WHAT IS BEING ASKED →
Copy the items from the line with "Spot the long" through the end of the items, substituting "fair" for "blond" and leaving everything else unchanged.

Pointing items →

----

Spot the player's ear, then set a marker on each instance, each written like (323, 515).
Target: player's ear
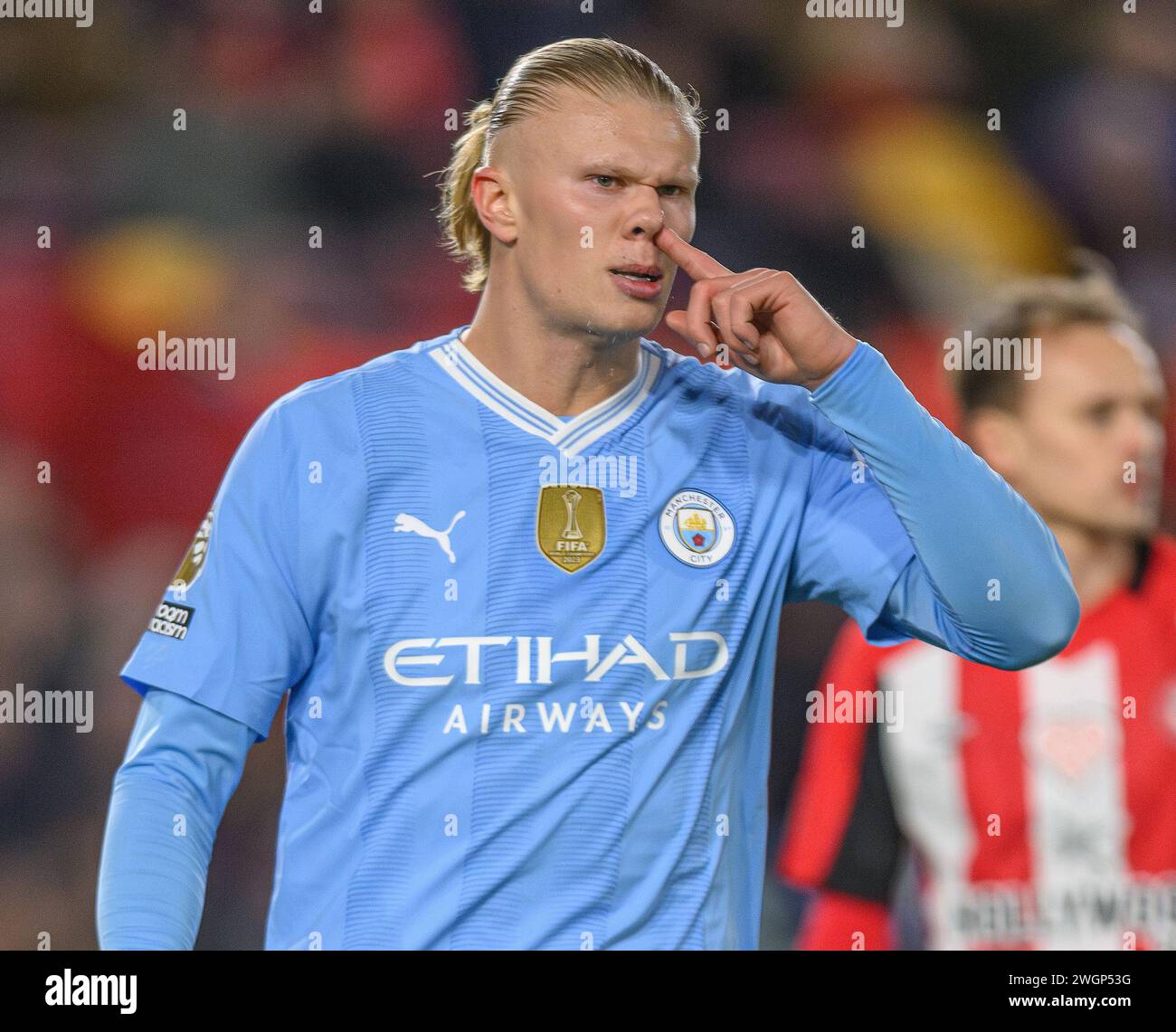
(999, 439)
(490, 192)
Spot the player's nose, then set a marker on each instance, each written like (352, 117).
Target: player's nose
(646, 216)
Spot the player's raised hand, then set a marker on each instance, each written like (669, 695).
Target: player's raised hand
(773, 327)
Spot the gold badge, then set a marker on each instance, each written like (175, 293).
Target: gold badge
(194, 561)
(569, 528)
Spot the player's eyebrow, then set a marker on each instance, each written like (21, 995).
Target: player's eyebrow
(686, 176)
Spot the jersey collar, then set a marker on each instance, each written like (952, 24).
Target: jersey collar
(571, 436)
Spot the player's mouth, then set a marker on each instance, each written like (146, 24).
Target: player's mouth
(639, 281)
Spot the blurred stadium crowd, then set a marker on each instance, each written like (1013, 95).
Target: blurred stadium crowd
(337, 120)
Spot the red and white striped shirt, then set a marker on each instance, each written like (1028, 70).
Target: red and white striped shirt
(1041, 803)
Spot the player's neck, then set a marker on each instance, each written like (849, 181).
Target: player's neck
(565, 373)
(1100, 563)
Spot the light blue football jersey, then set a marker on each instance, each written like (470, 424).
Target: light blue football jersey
(529, 658)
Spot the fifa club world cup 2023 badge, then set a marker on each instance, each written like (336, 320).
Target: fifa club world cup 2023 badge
(697, 529)
(569, 525)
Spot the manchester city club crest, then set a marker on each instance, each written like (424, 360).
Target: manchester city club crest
(697, 529)
(569, 526)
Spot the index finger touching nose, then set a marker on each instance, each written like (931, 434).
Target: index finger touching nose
(697, 263)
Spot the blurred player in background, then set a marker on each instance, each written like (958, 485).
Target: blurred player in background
(1038, 803)
(522, 581)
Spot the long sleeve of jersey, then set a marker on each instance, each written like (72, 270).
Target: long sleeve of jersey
(988, 580)
(183, 764)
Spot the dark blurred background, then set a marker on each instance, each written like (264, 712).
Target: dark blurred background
(340, 120)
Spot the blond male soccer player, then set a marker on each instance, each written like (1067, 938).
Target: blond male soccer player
(526, 608)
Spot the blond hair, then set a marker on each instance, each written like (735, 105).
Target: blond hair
(601, 67)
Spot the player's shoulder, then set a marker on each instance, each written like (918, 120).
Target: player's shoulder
(1159, 582)
(687, 381)
(336, 393)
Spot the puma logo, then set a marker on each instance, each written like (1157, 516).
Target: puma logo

----

EXPECTED ANSWER →
Spot the long sleeve of jersey, then set a marker on each instance, each written like (72, 270).
Target: long sleeve of jersey
(988, 580)
(183, 764)
Spot the dark blurred background, then set a marker on each instance, each written like (264, 712).
Target: dark blurred background
(340, 120)
Spot the fair male soccer player, then set a marker on each instance, each written like (1067, 938).
Target: fair male soccer player
(526, 608)
Spot the fair hair, then set a marker on each instance, each written like (735, 105).
Target: fair hair
(601, 67)
Spot the player's shoulder, then set a marker on each instance, each written like (918, 120).
Target: player's shoulder
(1159, 582)
(687, 381)
(336, 393)
Spot the puma logo, then set a marker on each instance, each written like (1157, 516).
Target: puma logo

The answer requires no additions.